● GIVEN INSTRUCTION:
Starting at the top of the data and ending with the line that contains "[(215, 90)]", change every "put a marker on" to "mark" and leave everything else as it is. Leave out the pictures.

● DATA TO USE:
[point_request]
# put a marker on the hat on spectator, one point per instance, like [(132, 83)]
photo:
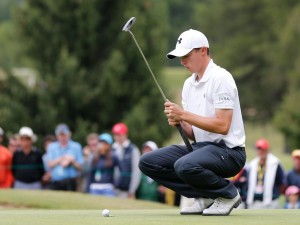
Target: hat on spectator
[(120, 128), (106, 138), (151, 144), (27, 132), (262, 144), (62, 129), (296, 153), (292, 190)]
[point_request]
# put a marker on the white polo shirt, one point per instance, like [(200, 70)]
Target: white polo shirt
[(215, 90)]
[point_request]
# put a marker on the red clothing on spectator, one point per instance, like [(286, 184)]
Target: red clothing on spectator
[(6, 177)]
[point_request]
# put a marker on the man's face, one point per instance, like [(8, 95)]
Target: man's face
[(120, 138), (63, 138), (26, 142), (262, 154), (296, 161), (93, 143), (193, 61)]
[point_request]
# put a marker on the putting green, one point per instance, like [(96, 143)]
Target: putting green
[(145, 217)]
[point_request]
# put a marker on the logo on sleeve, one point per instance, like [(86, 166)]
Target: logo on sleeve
[(224, 98)]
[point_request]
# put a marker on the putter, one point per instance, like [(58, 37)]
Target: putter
[(126, 28)]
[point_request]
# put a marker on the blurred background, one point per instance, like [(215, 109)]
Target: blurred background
[(68, 61)]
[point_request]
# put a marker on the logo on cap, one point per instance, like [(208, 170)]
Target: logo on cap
[(179, 40)]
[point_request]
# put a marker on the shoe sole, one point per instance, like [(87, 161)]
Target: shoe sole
[(194, 213), (226, 214), (187, 213)]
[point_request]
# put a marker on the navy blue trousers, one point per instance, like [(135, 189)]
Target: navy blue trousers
[(195, 174)]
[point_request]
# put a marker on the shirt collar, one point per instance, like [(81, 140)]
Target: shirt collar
[(205, 76)]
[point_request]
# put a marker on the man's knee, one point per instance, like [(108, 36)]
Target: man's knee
[(143, 162), (184, 168)]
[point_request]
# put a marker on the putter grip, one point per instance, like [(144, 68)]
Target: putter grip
[(184, 138)]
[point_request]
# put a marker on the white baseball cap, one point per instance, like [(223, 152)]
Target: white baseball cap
[(27, 132), (151, 144), (187, 41)]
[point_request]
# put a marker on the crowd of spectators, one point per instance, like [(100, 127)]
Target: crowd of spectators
[(108, 165)]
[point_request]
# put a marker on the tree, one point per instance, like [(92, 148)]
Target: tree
[(92, 76), (244, 37), (287, 118)]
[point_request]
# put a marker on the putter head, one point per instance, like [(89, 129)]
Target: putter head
[(129, 24)]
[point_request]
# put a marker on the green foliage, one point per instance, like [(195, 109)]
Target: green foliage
[(287, 118), (91, 74)]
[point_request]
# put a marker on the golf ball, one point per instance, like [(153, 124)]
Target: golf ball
[(105, 213)]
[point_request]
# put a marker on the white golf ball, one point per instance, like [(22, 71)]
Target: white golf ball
[(105, 213)]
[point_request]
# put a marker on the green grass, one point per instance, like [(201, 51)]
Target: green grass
[(146, 217), (69, 200)]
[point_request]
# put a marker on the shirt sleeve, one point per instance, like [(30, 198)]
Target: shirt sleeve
[(136, 173), (225, 92)]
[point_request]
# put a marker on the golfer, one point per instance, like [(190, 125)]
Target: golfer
[(211, 117)]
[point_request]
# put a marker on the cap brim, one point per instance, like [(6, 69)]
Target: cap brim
[(178, 53)]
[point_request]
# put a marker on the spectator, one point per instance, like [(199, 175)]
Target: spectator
[(128, 154), (47, 176), (101, 179), (28, 168), (148, 188), (293, 176), (292, 197), (65, 160), (266, 178), (88, 151), (6, 177), (14, 143), (241, 184)]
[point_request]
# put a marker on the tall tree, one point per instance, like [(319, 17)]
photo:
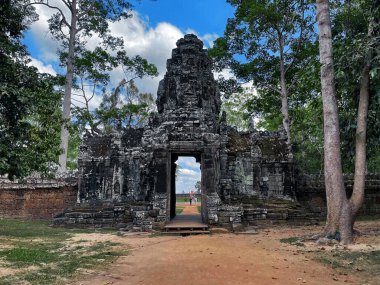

● ANSWER TO THE EXERCISE:
[point_request]
# mark the hat on spectator, one point per instance, like [(132, 83)]
photo:
Target: hat on spectator
[(120, 128), (106, 138), (151, 144), (27, 132), (262, 144), (62, 129), (296, 153), (292, 190)]
[point_request]
# mark the white polo shirt, one point per instance, like [(200, 70)]
Target: white polo shirt
[(215, 90)]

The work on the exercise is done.